WHAT THE EXERCISE ASKS: Write the entries again exactly, with no line missing.

DATA TO PROCESS:

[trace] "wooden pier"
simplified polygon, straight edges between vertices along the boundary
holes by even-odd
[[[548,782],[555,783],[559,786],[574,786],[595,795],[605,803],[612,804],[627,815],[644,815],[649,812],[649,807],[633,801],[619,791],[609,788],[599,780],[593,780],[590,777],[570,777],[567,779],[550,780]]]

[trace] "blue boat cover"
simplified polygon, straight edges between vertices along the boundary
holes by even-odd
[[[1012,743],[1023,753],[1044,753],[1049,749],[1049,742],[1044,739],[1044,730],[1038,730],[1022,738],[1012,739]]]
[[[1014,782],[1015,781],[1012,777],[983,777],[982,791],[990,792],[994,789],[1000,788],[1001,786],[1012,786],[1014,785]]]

TASK SOLUTION:
[trace] "wooden pier"
simplified polygon, straight edges between vertices along the boundary
holes by even-odd
[[[548,782],[555,783],[559,786],[574,786],[595,795],[605,803],[612,804],[627,815],[644,815],[649,812],[649,807],[633,801],[619,791],[609,788],[599,780],[593,780],[590,777],[570,777],[567,779],[550,780]]]

[trace] "blue boat cover"
simplified polygon, straight edges between vertices along the boundary
holes by even-odd
[[[1012,743],[1023,753],[1044,753],[1049,749],[1049,742],[1044,739],[1044,730],[1038,730],[1022,738],[1012,739]]]
[[[1014,782],[1015,781],[1012,777],[983,777],[982,791],[990,792],[994,789],[1000,788],[1001,786],[1012,786],[1014,785]]]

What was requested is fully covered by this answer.